[Document passage]
###

A Hospital for the “Distracted”
A Hospital for the “Distracted”
Beliefs and Attitudes. Mental illness was even less well understood than the physical sort in the eighteenth century. The medieval notion that insanity, or “distraction,” was inflicted by God on account of the victim’s or someone else’s sins, died hard, especially when medical science offered little byway of explanation or cure. In the first century of English settlement the mentally ill were either humored or ignored if deemed harmless or shunned, restrained, or imprisoned if feared violent. Little attempt was made to understand the cause of the victim’s condition (God’s will could not be questioned), and even less effort was given to therapy. The stigma that mental illness carried with it meant that harsh discipline and corporal punishment were legitimate means to at least enforce obedience.
Problem of Treatment. Enlightenment-era thinking demanded a more rational explanation for insanity than an angry and capricious God. Doctors postulated that insanity was a disease, perhaps an imbalance of the body’s “humors” that affected the brain, and therefore capable of a cure. Unfortunately the sort of humoral therapies with which doctors were familiar—bleedings, blisterings, and purges—were no more likely to cure the insane than to cure a cold. As often as not, doctors took on insane patients to experiment with a new remedy, or with variations on an old one. But there was no institution in America dedicated to the treatment of the mentally ill; unless the subject was homeless or considered a threat to the community, the care of the distracted person was entirely the responsibility of his or her family.
Asylum. In 1766 Gov. Francis Fauquier of Virginia proposed to change this. He proposed that public money be used for a building to house “these miserable Objects, who cannot help themselves.” Fauquier probably had in mind something like London’s famous Bethlehem (pronounced “Bedlam”) Hospital, which had long been used to incarcerate some of England’s insane. If so he presumably intended a more benign institution than the notoriously filthy, overcrowded prison that Bedlam had become. The House of Burgesses enacted the legislation and voted for the funds in 1770. The Public Hospital, as it was to be known, was to be situated in Williamsburg, Virginia’s capital, and so was intended to be an architectural showpiece, a symbol of the Enlightenment in the colony. The building committee turned to Philadelphia’s Robert Smith, who had designed that city’s famous Carpenter’s Hall and Walnut Street Jail. The result, completed in 1773, was a long, handsome, two-storied brick building with hipped roof and cupola.
Step Forward. Perhaps the inmates of the new hospital appreciated the architecture, but their fate was still fairly grim by modern standards. Medical science was no closer to curing mental illness in 1773 than it had ever been, and inmates, prisoners in all but name, were still subject to restraints and discipline. Nevertheless, the intention of the Public Hospital was not simply to shut away social misfits but to encourage doctors to study the puzzling disorders of the mind and to provide care for patients who might one day be cured. The Public Hospital represented a giant leap in perspective on the nature of mental illness and of a society’s obligation to treat it.
George Humphrey Yetter, Williamsburg Before and After (Williamsburg, Va.: Colonial Williamsburg Foundation, 1980).

###

[Study material]
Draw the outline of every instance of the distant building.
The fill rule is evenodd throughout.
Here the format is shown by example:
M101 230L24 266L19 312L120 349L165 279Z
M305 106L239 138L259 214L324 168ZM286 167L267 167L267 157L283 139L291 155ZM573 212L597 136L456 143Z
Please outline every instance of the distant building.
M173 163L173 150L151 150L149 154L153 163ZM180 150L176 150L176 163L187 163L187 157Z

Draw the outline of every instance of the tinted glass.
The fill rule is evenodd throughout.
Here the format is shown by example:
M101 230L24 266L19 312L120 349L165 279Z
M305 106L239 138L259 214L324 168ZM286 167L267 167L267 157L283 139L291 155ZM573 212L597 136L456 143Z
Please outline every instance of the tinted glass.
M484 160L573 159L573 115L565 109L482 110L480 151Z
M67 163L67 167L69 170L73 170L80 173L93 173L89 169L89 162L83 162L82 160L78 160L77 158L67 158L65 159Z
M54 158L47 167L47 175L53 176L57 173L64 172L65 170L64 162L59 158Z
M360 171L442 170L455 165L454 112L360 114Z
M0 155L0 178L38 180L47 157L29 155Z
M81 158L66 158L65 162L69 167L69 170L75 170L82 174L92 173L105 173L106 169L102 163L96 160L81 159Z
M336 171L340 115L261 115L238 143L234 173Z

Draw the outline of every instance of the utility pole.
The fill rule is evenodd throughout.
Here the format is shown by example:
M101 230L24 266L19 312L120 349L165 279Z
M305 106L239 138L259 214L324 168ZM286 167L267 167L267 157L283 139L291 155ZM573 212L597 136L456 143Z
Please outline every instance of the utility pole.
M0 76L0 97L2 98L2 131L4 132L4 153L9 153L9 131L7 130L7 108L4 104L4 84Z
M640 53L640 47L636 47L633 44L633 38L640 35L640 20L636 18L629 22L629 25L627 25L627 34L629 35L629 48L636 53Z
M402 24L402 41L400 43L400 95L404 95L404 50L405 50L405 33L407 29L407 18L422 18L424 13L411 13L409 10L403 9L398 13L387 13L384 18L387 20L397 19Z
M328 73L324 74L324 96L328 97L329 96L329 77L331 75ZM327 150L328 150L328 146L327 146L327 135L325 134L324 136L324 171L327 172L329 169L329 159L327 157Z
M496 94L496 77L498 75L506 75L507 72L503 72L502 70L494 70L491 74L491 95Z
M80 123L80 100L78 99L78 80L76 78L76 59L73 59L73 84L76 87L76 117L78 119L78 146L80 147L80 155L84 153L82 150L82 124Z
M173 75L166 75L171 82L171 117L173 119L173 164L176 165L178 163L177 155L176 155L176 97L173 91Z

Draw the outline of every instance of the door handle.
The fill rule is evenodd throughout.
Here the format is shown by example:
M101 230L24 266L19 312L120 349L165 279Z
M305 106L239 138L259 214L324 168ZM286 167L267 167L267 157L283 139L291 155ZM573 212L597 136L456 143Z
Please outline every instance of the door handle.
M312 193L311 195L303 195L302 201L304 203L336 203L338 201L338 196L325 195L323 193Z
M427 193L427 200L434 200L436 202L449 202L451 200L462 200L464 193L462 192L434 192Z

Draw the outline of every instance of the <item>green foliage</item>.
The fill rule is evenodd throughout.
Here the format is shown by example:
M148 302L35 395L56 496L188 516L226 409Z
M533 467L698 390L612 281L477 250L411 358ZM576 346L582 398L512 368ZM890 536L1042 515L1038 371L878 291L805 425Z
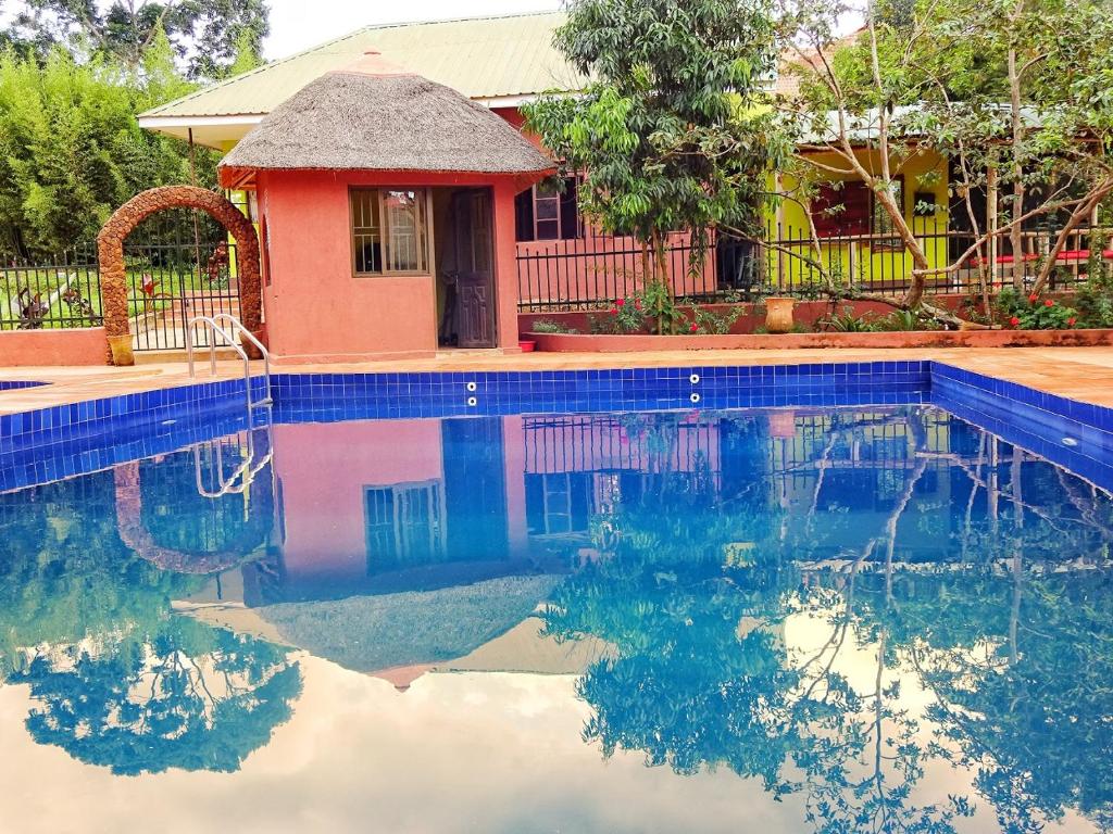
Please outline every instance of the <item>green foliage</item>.
M189 88L165 42L144 71L0 56L0 254L47 255L91 241L112 210L154 186L189 181L185 146L135 115ZM215 156L197 152L200 183Z
M858 316L851 305L845 305L841 311L818 319L816 328L835 332L874 332L879 329L876 317L868 314Z
M533 332L575 332L568 325L562 321L554 321L549 318L539 318L530 327Z
M269 31L264 0L27 0L11 34L40 56L62 47L138 69L160 39L190 78L219 79L252 69Z
M1020 330L1066 330L1078 324L1078 312L1073 307L1034 292L1022 296L1012 287L997 295L995 307L1004 324Z
M526 107L526 126L583 175L583 214L642 242L647 284L662 278L668 232L691 232L697 265L709 229L756 228L768 167L787 153L757 107L777 57L771 3L574 0L555 44L591 82Z
M593 334L646 332L647 328L674 334L683 320L668 285L654 280L640 292L615 300L607 312L591 316L589 324Z
M730 332L730 328L746 311L746 308L736 304L726 312L716 312L707 307L691 308L691 324L688 331L693 334L706 334L713 336L725 336Z
M1074 296L1080 327L1113 327L1113 275L1104 265L1090 270Z

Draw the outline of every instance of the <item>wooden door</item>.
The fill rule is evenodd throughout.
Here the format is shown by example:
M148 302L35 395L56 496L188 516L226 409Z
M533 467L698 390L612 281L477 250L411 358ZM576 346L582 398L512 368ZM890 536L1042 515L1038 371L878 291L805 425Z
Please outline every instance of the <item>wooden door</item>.
M495 294L491 234L491 192L485 188L452 196L452 231L456 258L456 322L460 347L494 347Z

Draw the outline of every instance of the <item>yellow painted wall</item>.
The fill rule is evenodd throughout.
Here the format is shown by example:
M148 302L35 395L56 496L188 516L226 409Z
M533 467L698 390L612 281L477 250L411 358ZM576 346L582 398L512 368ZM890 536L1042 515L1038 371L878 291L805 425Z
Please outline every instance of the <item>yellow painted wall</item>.
M814 158L820 163L845 168L846 162L835 153L815 153ZM879 170L880 158L876 151L860 151L858 159L867 169ZM893 160L892 171L894 176L904 175L904 216L913 227L916 237L923 241L928 262L932 266L945 266L947 262L947 166L938 153L923 152L916 153L902 162ZM927 175L936 172L937 179L932 182ZM831 176L831 180L855 180L856 177ZM796 182L790 177L785 177L781 188L790 190L796 187ZM915 195L917 192L929 191L934 195L936 210L934 215L916 216ZM781 241L794 240L789 244L794 252L800 252L811 257L814 250L810 245L808 232L808 221L804 208L797 202L785 200L780 211L774 214L770 209L768 217L768 228L772 230L772 239L777 235L777 220L780 220ZM886 247L877 241L829 241L821 240L823 264L830 272L840 274L845 281L865 282L871 280L873 286L884 289L888 284L894 287L900 285L912 274L912 256L904 252L899 246ZM802 282L812 280L811 274L815 270L798 258L792 258L785 254L778 255L770 250L767 261L768 280L772 286L799 286Z

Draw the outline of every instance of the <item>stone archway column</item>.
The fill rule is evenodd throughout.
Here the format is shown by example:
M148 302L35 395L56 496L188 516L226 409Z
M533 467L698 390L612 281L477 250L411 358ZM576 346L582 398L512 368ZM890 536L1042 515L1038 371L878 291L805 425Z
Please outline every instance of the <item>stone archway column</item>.
M239 276L239 315L244 327L258 335L263 318L263 295L259 281L259 241L252 221L244 217L224 195L216 191L196 186L161 186L136 195L116 209L97 236L100 295L112 365L135 365L124 241L136 226L148 217L171 208L205 211L235 239L236 268Z

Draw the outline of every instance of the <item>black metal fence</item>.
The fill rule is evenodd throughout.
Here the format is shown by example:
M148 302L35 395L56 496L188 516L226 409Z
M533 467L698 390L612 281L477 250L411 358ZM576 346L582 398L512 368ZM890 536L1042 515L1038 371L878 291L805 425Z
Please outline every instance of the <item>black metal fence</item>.
M95 245L52 258L0 265L0 330L93 327L101 322Z
M988 245L971 252L976 236L948 228L946 217L914 217L910 228L930 269L925 280L928 292L972 295L981 291L983 281L991 291L1012 285L1014 258L1007 239L998 239L993 252ZM1072 232L1056 260L1052 288L1084 280L1095 259L1110 264L1111 232L1090 228ZM1053 227L1024 231L1021 259L1028 280L1056 235ZM701 260L693 260L687 236L673 235L667 260L676 296L695 302L748 300L756 295L809 297L825 278L897 294L907 289L914 268L912 254L893 234L827 235L818 238L817 246L809 229L788 225L770 225L760 242L712 238ZM519 244L519 308L540 312L604 307L641 290L644 271L642 249L628 237L589 230L574 240Z
M243 196L230 199L240 208ZM203 211L160 211L124 246L135 350L208 344L194 316L239 315L236 244ZM0 262L0 330L93 327L104 320L95 242L57 257ZM224 344L223 339L218 344Z
M208 345L213 331L190 327L195 316L239 316L236 245L203 211L170 209L151 216L124 245L128 307L136 350ZM217 345L226 339L216 336Z

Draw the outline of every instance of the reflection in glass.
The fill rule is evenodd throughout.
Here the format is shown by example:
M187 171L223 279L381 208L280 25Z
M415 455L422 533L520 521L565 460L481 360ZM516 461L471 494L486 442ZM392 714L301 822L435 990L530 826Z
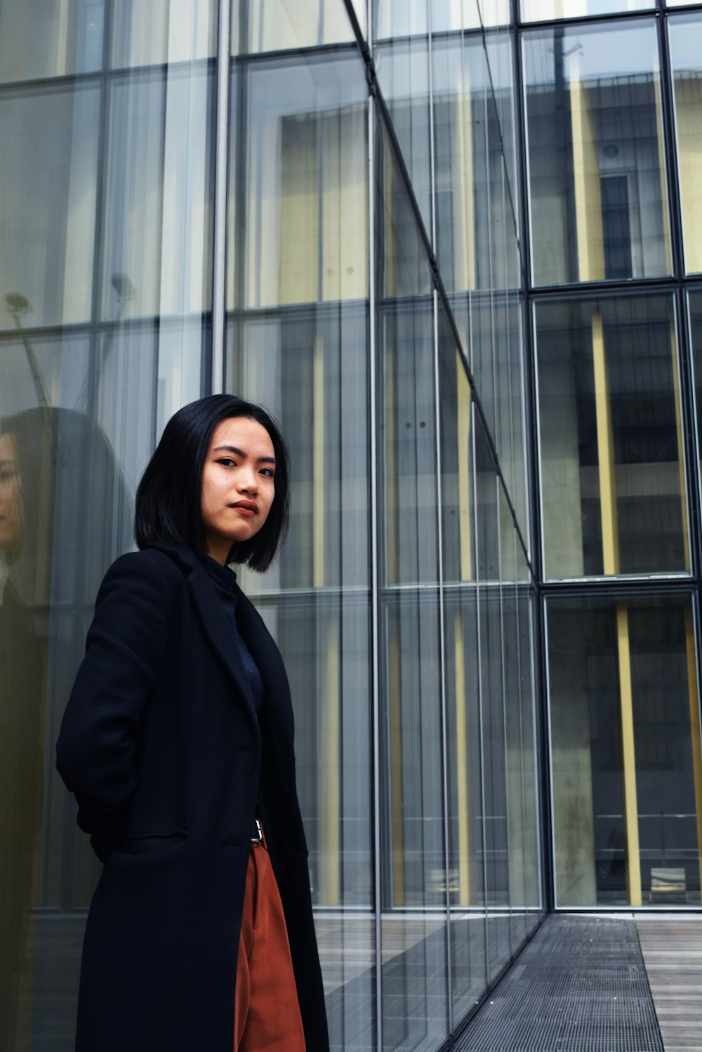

###

[Problem statement] Could you rewrite everything from "Step Forward. Perhaps" down to "Williamsburg Foundation, 1980)." in the passage on Virginia's Public Hospital, replacing "giant leap" with "major step"?

[Output below]
Step Forward. Perhaps the inmates of the new hospital appreciated the architecture, but their fate was still fairly grim by modern standards. Medical science was no closer to curing mental illness in 1773 than it had ever been, and inmates, prisoners in all but name, were still subject to restraints and discipline. Nevertheless, the intention of the Public Hospital was not simply to shut away social misfits but to encourage doctors to study the puzzling disorders of the mind and to provide care for patients who might one day be cured. The Public Hospital represented a major step in perspective on the nature of mental illness and of a society’s obligation to treat it.
George Humphrey Yetter, Williamsburg Before and After (Williamsburg, Va.: Colonial Williamsburg Foundation, 1980).